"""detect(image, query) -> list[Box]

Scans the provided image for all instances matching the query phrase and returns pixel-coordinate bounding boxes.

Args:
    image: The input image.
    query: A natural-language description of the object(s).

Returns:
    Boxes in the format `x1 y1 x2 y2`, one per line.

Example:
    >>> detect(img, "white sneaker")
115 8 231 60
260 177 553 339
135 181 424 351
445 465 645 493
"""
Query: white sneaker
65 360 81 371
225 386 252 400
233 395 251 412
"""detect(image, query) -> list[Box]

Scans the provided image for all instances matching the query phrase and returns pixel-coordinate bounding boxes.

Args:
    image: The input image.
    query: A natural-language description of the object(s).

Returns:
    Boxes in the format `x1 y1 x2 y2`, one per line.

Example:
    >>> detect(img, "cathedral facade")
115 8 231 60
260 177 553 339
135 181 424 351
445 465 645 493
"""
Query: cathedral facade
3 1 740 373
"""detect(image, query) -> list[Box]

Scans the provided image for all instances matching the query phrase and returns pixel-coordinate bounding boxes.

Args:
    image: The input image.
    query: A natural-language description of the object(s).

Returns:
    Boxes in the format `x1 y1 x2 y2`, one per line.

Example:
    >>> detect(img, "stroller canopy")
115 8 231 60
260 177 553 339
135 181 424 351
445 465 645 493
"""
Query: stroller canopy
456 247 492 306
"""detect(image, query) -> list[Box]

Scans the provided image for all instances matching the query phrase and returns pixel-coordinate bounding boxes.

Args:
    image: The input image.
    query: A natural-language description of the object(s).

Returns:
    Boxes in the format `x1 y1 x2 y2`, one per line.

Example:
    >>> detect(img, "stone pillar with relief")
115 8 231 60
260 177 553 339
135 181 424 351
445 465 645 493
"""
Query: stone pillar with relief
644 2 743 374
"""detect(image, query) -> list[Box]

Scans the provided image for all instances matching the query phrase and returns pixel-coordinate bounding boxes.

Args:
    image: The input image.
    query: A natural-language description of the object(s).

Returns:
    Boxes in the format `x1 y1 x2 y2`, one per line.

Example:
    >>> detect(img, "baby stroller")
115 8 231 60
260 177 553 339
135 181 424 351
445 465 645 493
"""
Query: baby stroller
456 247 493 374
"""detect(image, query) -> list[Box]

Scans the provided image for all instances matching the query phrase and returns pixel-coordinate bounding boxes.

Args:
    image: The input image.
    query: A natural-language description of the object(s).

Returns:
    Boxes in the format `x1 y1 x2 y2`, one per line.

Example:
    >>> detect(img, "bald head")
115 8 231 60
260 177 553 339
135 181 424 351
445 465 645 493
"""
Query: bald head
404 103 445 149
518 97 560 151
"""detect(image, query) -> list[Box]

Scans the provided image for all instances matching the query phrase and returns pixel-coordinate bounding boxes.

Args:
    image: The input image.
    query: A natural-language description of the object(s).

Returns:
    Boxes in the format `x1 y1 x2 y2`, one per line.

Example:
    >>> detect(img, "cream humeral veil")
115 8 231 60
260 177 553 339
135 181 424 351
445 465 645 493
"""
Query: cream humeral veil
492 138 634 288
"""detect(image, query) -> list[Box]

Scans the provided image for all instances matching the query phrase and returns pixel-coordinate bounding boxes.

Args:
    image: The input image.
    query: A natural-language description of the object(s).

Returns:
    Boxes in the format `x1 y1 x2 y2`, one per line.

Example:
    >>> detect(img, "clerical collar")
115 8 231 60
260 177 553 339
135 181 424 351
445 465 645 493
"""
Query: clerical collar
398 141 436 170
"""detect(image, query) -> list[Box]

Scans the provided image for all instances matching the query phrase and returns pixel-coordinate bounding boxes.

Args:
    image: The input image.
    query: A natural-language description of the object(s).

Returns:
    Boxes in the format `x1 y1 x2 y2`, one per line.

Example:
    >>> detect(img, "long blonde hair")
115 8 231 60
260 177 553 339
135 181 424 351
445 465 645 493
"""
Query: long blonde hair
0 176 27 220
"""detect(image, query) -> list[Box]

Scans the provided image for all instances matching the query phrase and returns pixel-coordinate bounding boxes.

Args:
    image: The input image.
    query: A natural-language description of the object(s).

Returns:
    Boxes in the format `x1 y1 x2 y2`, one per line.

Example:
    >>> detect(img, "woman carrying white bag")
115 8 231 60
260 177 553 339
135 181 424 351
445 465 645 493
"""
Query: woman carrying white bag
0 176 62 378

#### [EXERCISE OBJECTIVE]
All of the entries above need to be retyped exactly.

#### [ANSWER]
"""detect(image, query) -> list[Box]

Scans the provided image for all instances matching the query phrase and returns pixel-coordinate bounding boxes.

Args:
    image: The input image.
    query: A natural-language description of the object(s).

Returns:
    Boxes in the format `x1 y1 x2 y2`, one per line.

Example:
    >>> detect(img, "white sneaker")
115 8 231 60
260 177 553 339
135 181 424 351
445 465 645 493
"""
Query: white sneaker
65 360 81 371
225 386 252 400
233 395 251 412
"""detect(image, query) -> list[Box]

Scans the provided image for all instances matching the query phrase and returns pixel-coordinate bounding boxes.

Args:
    image: The input image.
    query: A natural-language description of the object(s).

Returns:
    Boxes in the format `x1 y1 x2 y2`, one per line.

Example:
    >>> detect(img, "cathedral facade")
115 8 231 60
260 177 553 339
135 181 424 351
445 465 645 493
"""
Query: cathedral facade
3 1 740 373
"""detect(image, query) -> list[Box]

Scans the provided image for all instances matching the query phrase and returns pixel-coordinate bounding boxes.

Args:
    image: The input image.
    query: A natural-language description of the object(s).

Returns:
    Boxes in the format `x1 y1 x2 y2`, one per line.

Example:
    >>> detect(img, "stroller canopy")
115 8 231 60
260 177 553 339
135 181 424 351
445 465 645 493
"""
Query: stroller canopy
456 247 492 306
"""detect(image, query) -> list[Box]

Scans the provided image for all instances matching the query phrase and returns pixel-coordinate bounding boxes.

Args:
    image: The input image.
    query: A natural-language description of the object(s).

Returns:
    Boxes in the format `x1 y1 x2 y2`, one per line.

Example:
    >>> detect(img, "stone pillar with relief")
115 8 231 60
260 177 553 339
135 181 424 351
445 465 645 493
"""
Query: stone pillar with relief
644 2 743 374
"""detect(image, query) -> list[Box]

Scans the provided image for all instances matching the query phrase and returns pixel-coordinate bounding boxes.

Args:
    image: The input image.
    query: A natural-language description of the object(s).

Returns:
    Boxes in the format `x1 y1 x2 y2`, one per line.

Example:
    >>> detect(img, "baby stroller")
115 8 231 60
260 177 553 339
135 181 424 351
445 465 645 493
"""
Query: baby stroller
456 247 493 374
"""detect(image, query) -> list[Box]

Scans the provided image for all instances matching the query phrase and returns pixel-coordinate bounding boxes.

Args:
    image: The input image.
    query: A natural-language description of the object(s).

Returns:
    Boxes in the format `x1 y1 x2 y2`, one per line.

Example:
    >>> detect(img, "bald head")
115 8 231 60
260 177 553 339
135 181 424 351
445 465 645 493
"""
Query: bald head
404 103 445 149
518 97 560 151
"""detect(image, query) -> list[Box]

Scans the provided image for all instances matching the query phrase and returns pixel-coordinate bounding boxes.

Args:
    image: The input image.
    query: A natural-language description of the object(s).

Returns:
    Boxes in the format `x1 y1 x2 y2`, one per line.

Example:
    >>> detect(img, "cream humeral veil")
115 8 231 60
260 177 553 339
135 181 424 351
445 465 645 493
"""
Query: cream humeral veil
492 138 634 288
"""detect(image, query) -> list[Box]

Scans the provided image for all instances matching the query phrase and returns pixel-coordinate bounding boxes.

Args:
    image: The input image.
    query: A natural-language description of the object(s).

Returns:
    Boxes in the format `x1 y1 x2 y2`, one per line.

Example:
    >>> detect(img, "clerical collar")
115 8 231 60
260 177 553 339
135 181 424 351
445 465 645 493
"""
Query: clerical collar
398 141 436 170
"""detect(image, query) -> list[Box]

Scans the provided image for all instances matching the query phrase and returns pixel-coordinate bounding boxes.

Args:
    image: The input image.
    query: A natural-language description of the object(s).

Returns:
    Boxes in the format `x1 y1 x2 y2`, one per line.

Example:
    >>> detect(img, "long blonde hair")
115 8 231 60
260 177 553 339
135 181 424 351
445 465 645 493
"""
Query: long blonde hair
0 176 27 220
"""detect(image, query) -> list[Box]

Scans the provided image for all instances matching the query phrase and returns pixel-coordinate bounding boxes.

Args:
    image: The input image.
    query: A natural-language description of the object(s).

Returns:
    Boxes in the format `x1 y1 x2 y2`, one per line.

Example:
    >>> detect(img, "woman carrying white bag")
115 8 231 60
260 177 553 339
135 181 424 351
445 465 645 493
"""
Query: woman carrying white bag
0 176 62 378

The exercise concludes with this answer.